Reis
e rainhas não servem de modelo para a representação gloriosa de
Jesus
A
solenidade deste último domingo do ano litúrgico da Igreja nos
coloca frente à realeza de Jesus. Criada em 1925, pelo Papa Pio XI,
esta festa litúrgica pode parecer pretensiosa e triunfalista.
Afinal, de que realeza se trata?
Para
superar a ambiguidade que permanece, precisamos ir além da visão do
Apocalipse, cujo hino na segunda leitura canta que “Jesus
é o soberano de todos os reis da terra”.
Ora, reis e rainhas não servem de modelo para a representação
gloriosa de Jesus. Mesmo que seja para colocá-Lo acima de todos os
soberanos. Riquezas, palácios, criadagem e exércitos não são
elementos que sirvam para exaltar a entrega de Jesus por nós. Jesus
está na outra margem, Ele é a antítese da realeza da riqueza e do
poder. Não é por acaso que os evangelhos da liturgia de hoje, nos
ciclos litúrgicos A, B, e C da Igreja, sempre nos colocam no
contexto da Paixão de Jesus para contemplar Sua realeza.
Jesus
foi Rei, durante sua vida, em apenas dois momentos: ao entrar em
Jerusalém como um Rei pobre, montado em um jumento emprestado e ao
ser humilhado na Paixão, revestido com manto de púrpura-gozação e
capacete de espinhos; Rei ao morrer despido e com o peito traspassado
na cruz. Rei da paz e Rei do amor sem limite até a morte. A
realeza de Jesus é a realeza do Amor Ágape de Deus por toda a
humanidade e por toda a criação.
Esta
festa é ocasião propícia para podermos reconhecer, mais uma vez,
que na cruz de Jesus o poder-dominação, o poder opressor, criador
de desigualdades e exclusões, espalhador de sofrimento por todos os
lados, está definitivamente derrotado. Isso se deu pelo seu modo de
viver para Deus e para os outros. O fracasso na cruz é a vitória de
Jesus sobre o mal, o pecado e a morte, por meio de Sua Ressurreição.
Essa
festa se torna então reveladora de um tríplice fundamento para a
nossa esperança de que as promessas de Deus serão cumpridas até o
fim.
O
surgimento da matéria e sua evolução, desde o big-bang ─ quando
toda a energia do Universo se concentrava em um único ponto menor do
que o átomo ─ são o primeiro fundamento de nossa esperança.

- _LINHAS DE DADOS_
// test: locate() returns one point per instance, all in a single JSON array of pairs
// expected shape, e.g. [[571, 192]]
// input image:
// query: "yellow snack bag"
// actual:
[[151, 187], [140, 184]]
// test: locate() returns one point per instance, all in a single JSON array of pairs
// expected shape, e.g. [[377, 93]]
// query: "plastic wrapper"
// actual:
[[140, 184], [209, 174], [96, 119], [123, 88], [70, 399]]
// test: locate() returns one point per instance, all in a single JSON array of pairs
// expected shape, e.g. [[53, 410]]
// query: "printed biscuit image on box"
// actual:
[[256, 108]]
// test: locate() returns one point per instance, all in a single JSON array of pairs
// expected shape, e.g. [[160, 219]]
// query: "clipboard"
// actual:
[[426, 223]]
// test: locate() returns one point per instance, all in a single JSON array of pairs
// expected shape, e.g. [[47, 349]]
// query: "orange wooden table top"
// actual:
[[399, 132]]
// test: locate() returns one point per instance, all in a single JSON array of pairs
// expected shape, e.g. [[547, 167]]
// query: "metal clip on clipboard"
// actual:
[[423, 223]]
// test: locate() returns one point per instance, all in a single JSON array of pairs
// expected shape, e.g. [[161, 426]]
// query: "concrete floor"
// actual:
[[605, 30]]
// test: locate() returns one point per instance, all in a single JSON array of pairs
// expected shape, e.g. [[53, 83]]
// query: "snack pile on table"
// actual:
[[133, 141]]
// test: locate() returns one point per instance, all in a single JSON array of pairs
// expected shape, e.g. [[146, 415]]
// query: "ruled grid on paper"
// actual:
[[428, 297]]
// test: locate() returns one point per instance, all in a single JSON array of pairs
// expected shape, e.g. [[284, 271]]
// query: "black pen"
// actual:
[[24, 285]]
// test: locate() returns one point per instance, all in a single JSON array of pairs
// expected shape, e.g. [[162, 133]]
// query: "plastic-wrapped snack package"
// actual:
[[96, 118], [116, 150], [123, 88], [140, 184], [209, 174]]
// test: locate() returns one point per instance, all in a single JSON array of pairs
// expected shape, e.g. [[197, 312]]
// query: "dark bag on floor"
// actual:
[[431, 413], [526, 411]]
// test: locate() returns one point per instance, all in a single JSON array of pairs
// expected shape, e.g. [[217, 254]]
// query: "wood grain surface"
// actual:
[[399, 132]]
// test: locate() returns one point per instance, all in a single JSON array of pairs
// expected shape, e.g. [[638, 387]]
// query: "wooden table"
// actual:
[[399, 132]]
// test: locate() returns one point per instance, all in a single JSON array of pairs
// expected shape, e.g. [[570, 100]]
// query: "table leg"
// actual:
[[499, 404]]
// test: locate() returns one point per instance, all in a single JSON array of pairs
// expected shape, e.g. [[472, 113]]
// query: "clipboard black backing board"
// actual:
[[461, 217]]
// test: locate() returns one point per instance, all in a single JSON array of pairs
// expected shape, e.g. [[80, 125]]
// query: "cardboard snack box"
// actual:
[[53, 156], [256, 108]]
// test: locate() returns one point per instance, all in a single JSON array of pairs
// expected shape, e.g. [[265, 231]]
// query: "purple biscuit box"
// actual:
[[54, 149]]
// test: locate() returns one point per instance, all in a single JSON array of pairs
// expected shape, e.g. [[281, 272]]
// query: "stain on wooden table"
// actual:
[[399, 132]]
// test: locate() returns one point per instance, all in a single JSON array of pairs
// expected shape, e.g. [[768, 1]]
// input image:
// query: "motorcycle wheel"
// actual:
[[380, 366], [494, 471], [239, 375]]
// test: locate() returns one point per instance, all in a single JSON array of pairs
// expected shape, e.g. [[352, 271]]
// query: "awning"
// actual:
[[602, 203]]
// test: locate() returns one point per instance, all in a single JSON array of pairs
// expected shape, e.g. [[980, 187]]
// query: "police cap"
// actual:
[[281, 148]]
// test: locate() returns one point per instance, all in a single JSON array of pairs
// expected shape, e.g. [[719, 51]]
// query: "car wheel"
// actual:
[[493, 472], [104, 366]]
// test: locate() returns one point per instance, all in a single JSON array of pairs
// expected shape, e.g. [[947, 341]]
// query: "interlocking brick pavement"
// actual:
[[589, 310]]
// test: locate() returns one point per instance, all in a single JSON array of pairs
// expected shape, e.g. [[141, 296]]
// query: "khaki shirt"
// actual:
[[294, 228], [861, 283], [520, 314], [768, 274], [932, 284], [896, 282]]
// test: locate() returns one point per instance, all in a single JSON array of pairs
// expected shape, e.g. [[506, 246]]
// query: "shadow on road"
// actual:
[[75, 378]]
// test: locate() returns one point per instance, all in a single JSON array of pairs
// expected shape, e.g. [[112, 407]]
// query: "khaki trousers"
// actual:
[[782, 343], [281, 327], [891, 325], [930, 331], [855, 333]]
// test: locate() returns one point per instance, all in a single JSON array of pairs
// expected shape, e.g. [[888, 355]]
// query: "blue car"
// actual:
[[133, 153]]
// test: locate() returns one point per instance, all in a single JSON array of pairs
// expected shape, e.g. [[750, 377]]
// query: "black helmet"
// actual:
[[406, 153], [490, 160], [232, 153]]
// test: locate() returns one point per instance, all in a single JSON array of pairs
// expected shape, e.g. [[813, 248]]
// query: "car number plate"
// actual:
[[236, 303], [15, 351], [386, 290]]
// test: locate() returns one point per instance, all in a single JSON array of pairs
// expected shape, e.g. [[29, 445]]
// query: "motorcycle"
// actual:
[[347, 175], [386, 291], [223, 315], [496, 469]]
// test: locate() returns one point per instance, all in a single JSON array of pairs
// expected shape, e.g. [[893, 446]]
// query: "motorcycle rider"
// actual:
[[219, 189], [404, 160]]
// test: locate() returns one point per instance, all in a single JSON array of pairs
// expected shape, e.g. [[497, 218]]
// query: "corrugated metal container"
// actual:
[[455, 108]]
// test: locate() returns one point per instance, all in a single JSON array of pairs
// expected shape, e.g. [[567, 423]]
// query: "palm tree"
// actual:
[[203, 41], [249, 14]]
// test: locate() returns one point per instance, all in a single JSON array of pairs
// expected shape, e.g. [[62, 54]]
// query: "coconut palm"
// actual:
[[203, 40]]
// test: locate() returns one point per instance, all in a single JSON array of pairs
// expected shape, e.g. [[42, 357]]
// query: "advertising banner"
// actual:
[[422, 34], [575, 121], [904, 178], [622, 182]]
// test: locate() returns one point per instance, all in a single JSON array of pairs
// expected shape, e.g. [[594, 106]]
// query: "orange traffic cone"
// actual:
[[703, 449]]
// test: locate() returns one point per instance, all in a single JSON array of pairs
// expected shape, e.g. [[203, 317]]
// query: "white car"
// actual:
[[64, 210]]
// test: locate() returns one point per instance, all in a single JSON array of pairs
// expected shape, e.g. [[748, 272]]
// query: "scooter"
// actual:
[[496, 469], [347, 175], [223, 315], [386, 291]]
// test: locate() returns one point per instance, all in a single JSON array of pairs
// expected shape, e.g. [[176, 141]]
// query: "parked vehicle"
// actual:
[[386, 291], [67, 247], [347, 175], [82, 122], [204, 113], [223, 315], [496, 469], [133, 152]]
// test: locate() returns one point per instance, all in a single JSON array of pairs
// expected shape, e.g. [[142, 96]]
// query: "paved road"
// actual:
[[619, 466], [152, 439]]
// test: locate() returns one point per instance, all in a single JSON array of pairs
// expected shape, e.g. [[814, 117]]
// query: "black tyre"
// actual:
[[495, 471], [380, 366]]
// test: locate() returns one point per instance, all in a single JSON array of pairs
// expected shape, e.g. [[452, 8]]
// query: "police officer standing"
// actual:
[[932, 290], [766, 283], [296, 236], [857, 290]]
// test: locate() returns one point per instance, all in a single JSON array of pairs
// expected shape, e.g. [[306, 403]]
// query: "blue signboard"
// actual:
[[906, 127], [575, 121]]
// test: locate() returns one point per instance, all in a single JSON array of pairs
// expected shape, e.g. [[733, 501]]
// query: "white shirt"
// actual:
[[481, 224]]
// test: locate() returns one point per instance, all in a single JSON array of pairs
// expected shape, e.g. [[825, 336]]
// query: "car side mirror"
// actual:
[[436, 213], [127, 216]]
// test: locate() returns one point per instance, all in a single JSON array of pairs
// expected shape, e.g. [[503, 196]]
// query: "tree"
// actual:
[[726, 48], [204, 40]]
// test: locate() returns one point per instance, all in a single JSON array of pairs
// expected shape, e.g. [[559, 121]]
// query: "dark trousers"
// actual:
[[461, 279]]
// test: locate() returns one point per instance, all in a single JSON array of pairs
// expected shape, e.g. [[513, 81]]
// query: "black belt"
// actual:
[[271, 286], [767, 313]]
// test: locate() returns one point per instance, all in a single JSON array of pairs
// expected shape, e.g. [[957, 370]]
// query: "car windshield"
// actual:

- _INSTRUÇÃO 1_
Copie literalmente, do texto sobre a realeza de Jesus, o trecho que vai de "Ora, reis e" até "contemplar Sua realeza.".
- _INSTRUÇÃO 2_
Selecione todas as linhas dos registros que contêm a palavra "biscuit", distinguindo maiúsculas de minúsculas.

- _RESULTADO DA TAREFA 1_
Ora, reis e rainhas não servem de modelo para a representação
gloriosa de Jesus. Mesmo que seja para colocá-Lo acima de todos os
soberanos. Riquezas, palácios, criadagem e exércitos não são
elementos que sirvam para exaltar a entrega de Jesus por nós. Jesus
está na outra margem, Ele é a antítese da realeza da riqueza e do
poder. Não é por acaso que os evangelhos da liturgia de hoje, nos
ciclos litúrgicos A, B, e C da Igreja, sempre nos colocam no
contexto da Paixão de Jesus para contemplar Sua realeza.

- _RESULTADO DA TAREFA 2_
// query: "printed biscuit image on box"
// query: "purple biscuit box"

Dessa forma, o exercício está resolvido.